(RECORDS FOR PROCESSING begins)
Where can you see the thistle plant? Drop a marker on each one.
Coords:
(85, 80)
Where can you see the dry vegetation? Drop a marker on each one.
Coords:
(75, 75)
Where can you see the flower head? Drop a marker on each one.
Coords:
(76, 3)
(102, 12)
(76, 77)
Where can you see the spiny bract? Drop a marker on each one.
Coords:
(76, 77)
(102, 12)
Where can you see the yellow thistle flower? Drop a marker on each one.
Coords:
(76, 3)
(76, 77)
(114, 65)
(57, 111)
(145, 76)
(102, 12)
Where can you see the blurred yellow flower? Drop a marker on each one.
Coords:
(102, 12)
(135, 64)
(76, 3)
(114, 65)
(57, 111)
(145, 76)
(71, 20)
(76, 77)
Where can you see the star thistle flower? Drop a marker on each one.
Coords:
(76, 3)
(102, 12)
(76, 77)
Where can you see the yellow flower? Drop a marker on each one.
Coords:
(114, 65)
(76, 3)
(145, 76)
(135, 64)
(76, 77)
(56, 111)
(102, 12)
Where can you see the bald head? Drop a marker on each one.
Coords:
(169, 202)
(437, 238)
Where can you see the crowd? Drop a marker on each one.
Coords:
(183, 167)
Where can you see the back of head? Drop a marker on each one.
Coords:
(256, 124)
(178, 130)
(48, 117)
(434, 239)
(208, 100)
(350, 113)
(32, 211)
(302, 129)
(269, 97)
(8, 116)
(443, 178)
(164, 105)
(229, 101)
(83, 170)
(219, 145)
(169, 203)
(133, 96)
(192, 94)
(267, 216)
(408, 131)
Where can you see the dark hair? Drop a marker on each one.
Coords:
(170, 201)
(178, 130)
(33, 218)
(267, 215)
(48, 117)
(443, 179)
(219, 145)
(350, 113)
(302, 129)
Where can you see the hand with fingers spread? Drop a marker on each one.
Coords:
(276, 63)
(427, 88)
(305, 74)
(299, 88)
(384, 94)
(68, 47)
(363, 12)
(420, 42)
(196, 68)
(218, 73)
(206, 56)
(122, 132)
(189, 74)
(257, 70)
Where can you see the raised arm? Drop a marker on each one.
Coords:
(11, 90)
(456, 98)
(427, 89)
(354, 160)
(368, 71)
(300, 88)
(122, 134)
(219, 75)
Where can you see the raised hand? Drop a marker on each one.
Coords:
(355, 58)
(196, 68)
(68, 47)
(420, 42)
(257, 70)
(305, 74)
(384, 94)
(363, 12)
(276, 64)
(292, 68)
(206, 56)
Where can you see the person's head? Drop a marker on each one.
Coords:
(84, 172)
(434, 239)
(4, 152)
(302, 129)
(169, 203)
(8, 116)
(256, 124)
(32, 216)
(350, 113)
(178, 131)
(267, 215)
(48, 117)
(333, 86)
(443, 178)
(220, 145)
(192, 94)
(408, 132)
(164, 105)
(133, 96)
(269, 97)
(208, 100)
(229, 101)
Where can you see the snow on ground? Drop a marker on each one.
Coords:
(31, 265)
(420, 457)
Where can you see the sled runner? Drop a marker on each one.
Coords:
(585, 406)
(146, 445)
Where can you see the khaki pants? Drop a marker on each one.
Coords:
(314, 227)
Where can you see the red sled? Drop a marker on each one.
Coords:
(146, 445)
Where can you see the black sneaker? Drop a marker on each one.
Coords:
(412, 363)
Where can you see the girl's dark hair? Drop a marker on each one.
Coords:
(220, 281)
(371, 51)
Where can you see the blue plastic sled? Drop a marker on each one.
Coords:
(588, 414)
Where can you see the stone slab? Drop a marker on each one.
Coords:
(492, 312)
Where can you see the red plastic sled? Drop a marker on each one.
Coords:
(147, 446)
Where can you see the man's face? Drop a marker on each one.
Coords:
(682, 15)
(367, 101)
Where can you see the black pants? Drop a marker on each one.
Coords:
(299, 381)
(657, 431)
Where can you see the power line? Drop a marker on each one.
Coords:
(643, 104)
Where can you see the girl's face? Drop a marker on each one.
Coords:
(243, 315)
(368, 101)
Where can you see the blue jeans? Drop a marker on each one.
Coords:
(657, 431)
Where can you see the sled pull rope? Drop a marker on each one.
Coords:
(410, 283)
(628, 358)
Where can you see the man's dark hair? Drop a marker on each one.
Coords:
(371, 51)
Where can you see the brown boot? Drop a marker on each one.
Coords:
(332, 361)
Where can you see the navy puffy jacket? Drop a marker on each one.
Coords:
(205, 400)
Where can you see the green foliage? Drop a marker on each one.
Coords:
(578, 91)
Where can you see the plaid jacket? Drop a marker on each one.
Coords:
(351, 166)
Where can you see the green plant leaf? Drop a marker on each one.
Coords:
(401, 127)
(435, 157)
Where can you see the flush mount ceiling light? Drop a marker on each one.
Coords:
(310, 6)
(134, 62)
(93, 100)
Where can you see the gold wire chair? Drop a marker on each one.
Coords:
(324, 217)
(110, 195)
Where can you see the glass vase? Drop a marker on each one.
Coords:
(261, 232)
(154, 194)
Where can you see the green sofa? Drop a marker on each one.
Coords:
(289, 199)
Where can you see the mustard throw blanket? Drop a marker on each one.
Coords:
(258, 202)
(RECORDS FOR PROCESSING ends)
= GOAL OF THE EXERCISE =
Copy the records word for word.

= RESULT =
Where can you see the thistle plant? Drop a marker on each one.
Coords:
(85, 80)
Where can you see the dry vegetation? Drop a marker on each one.
Coords:
(75, 75)
Where can you see the flower head? Drop a marker on each one.
Coords:
(76, 3)
(102, 12)
(76, 77)
Where can you see the spiny bract? Drop a marker on each one.
Coords:
(76, 77)
(102, 12)
Where can you see the yellow thistle flower? Drop a marker on each one.
Coords:
(76, 3)
(76, 77)
(114, 65)
(57, 111)
(145, 76)
(102, 12)
Where can you see the blurred yellow flower? Drop a marker on each one.
Coords:
(102, 12)
(135, 64)
(76, 3)
(114, 65)
(57, 111)
(145, 76)
(71, 20)
(76, 77)
Where can you see the star thistle flower? Drop a marker on each one.
Coords:
(76, 3)
(102, 12)
(76, 77)
Where can you see the yellow flower? Drop a marker on each one.
Coords:
(114, 65)
(76, 3)
(145, 76)
(135, 64)
(76, 77)
(56, 111)
(102, 12)
Where can you see the bald head? Drop a marker on each one.
Coords:
(169, 202)
(437, 238)
Where can you see the crowd? Drop a marker on each one.
Coords:
(183, 167)
Where can you see the back of head? Drop a marker on each one.
Coords:
(256, 124)
(178, 130)
(48, 117)
(434, 239)
(208, 100)
(350, 113)
(32, 211)
(302, 129)
(269, 97)
(8, 116)
(443, 178)
(164, 105)
(229, 101)
(83, 170)
(219, 145)
(169, 203)
(133, 96)
(192, 94)
(267, 216)
(408, 131)
Where can you see the dark hair? Drop a marker on each one.
Coords:
(170, 201)
(178, 130)
(33, 218)
(267, 215)
(48, 117)
(443, 179)
(219, 145)
(350, 113)
(302, 129)
Where can you see the hand with fingers spread? Drop a marker on each one.
Coords:
(276, 63)
(427, 88)
(305, 74)
(299, 88)
(384, 94)
(68, 47)
(363, 12)
(420, 42)
(196, 68)
(218, 73)
(206, 56)
(122, 132)
(189, 74)
(257, 70)
Where can you see the raised arm? Drop a marker on each one.
Coords:
(11, 90)
(456, 98)
(427, 89)
(354, 160)
(368, 71)
(300, 88)
(122, 134)
(219, 75)
Where can you see the raised hand? Drop a marker on each one.
Coords:
(355, 58)
(196, 68)
(68, 47)
(420, 42)
(257, 70)
(305, 74)
(384, 94)
(363, 12)
(276, 64)
(292, 68)
(206, 56)
Where can you see the person's head? Drop a marker on each one.
Coords:
(84, 172)
(434, 239)
(4, 152)
(302, 129)
(169, 203)
(8, 116)
(256, 124)
(32, 216)
(350, 113)
(178, 131)
(267, 215)
(48, 117)
(333, 86)
(443, 178)
(220, 145)
(192, 94)
(408, 132)
(164, 105)
(133, 96)
(269, 97)
(208, 100)
(229, 101)
Where can you see the snow on ground? Drop a marker on each one.
Coords:
(31, 265)
(420, 457)
Where can you see the sled runner? Drop a marker on each one.
Coords:
(585, 406)
(146, 445)
Where can you see the khaki pants? Drop a marker on each one.
Coords:
(314, 227)
Where can you see the red sled? Drop a marker on each one.
Coords:
(146, 445)
Where can you see the black sneaker? Drop a marker on each one.
Coords:
(412, 363)
Where can you see the girl's dark hair? Drop a marker on each one.
Coords:
(220, 281)
(371, 51)
Where can you see the blue plastic sled? Drop a marker on each one.
Coords:
(588, 414)
Where can you see the stone slab? Drop a marker on each one.
Coords:
(492, 312)
Where can you see the red plastic sled? Drop a marker on each one.
Coords:
(147, 446)
Where can you see the man's face? Drop a marker on each one.
Coords:
(682, 15)
(367, 101)
Where can you see the black pants? Drop a marker on each one.
Coords:
(299, 381)
(657, 431)
Where can you see the power line? Drop a marker on each one.
Coords:
(643, 104)
Where can you see the girl's face? Drop a marker on each one.
Coords:
(243, 315)
(368, 101)
Where can you see the blue jeans? Drop a marker on each one.
Coords:
(657, 431)
Where can you see the sled pull rope? Drop a marker on each one.
Coords:
(410, 283)
(628, 358)
Where can you see the man's dark hair? Drop a marker on each one.
Coords:
(371, 51)
Where can you see the brown boot? Drop a marker on each one.
Coords:
(332, 361)
Where can you see the navy puffy jacket? Drop a marker on each one.
Coords:
(205, 400)
Where can you see the green foliage? Drop a marker on each one.
Coords:
(578, 91)
Where can you see the plaid jacket? Drop a marker on each one.
Coords:
(351, 166)
Where can you see the green plant leaf? Drop a marker on each one.
Coords:
(401, 127)
(435, 157)
Where can you see the flush mount ceiling light? Drop a marker on each one.
Coords:
(310, 6)
(134, 62)
(93, 100)
Where can you see the gold wire chair? Drop a marker on each one.
Coords:
(324, 217)
(110, 195)
Where can you see the glass vase? Drop a marker on each one.
Coords:
(261, 232)
(154, 194)
Where can you see the green sofa? Drop a marker on each one.
Coords:
(289, 199)
Where can you see the mustard throw blanket? Drop a marker on each one.
Coords:
(258, 202)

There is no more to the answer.